■ What the task requires ■
Give the number of lines in the data that contain "below", and nothing more.

■ Supplied data ■
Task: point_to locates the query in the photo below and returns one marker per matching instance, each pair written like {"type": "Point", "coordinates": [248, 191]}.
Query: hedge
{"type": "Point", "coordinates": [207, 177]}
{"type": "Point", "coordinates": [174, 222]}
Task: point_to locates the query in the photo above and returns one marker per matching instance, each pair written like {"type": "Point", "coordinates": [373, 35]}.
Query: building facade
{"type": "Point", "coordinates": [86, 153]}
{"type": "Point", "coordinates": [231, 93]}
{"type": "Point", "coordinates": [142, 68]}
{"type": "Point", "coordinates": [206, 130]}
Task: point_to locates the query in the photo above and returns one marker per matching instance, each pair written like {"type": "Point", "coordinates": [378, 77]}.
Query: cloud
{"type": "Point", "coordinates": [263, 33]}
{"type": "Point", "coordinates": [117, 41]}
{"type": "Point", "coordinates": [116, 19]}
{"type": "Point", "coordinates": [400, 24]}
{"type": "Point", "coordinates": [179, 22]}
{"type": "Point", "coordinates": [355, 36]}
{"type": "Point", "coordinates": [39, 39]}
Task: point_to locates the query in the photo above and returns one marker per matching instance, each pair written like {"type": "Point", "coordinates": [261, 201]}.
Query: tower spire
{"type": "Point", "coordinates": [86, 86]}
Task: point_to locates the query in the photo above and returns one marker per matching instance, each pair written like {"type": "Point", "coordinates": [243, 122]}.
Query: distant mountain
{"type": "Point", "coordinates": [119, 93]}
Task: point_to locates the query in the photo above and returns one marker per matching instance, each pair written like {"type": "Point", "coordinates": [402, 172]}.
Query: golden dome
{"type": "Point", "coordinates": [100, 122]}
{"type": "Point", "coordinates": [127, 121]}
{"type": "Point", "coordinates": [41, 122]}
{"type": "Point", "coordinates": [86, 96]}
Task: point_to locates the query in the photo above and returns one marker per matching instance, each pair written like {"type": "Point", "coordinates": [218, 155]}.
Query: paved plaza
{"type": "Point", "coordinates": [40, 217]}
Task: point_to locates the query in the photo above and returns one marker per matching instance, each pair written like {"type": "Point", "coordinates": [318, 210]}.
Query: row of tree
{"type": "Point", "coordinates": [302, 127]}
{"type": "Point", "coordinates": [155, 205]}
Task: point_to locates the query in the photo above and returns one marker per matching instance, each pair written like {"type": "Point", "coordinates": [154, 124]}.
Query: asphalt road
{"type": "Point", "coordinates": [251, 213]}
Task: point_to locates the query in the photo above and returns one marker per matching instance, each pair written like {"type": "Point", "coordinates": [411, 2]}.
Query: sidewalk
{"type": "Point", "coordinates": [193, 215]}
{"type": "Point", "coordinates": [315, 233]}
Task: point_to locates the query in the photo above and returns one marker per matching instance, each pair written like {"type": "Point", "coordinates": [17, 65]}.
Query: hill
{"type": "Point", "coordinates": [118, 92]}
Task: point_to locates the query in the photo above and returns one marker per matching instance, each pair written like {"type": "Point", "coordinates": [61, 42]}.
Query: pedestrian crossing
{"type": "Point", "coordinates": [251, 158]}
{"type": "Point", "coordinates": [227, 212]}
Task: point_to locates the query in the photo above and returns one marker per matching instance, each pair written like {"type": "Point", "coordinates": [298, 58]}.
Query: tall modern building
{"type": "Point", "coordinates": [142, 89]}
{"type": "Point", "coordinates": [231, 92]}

---

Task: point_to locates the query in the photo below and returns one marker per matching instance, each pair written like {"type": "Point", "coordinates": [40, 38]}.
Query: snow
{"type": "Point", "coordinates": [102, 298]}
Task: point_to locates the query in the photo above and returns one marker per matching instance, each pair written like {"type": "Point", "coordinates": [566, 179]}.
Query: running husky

■ Answer section ■
2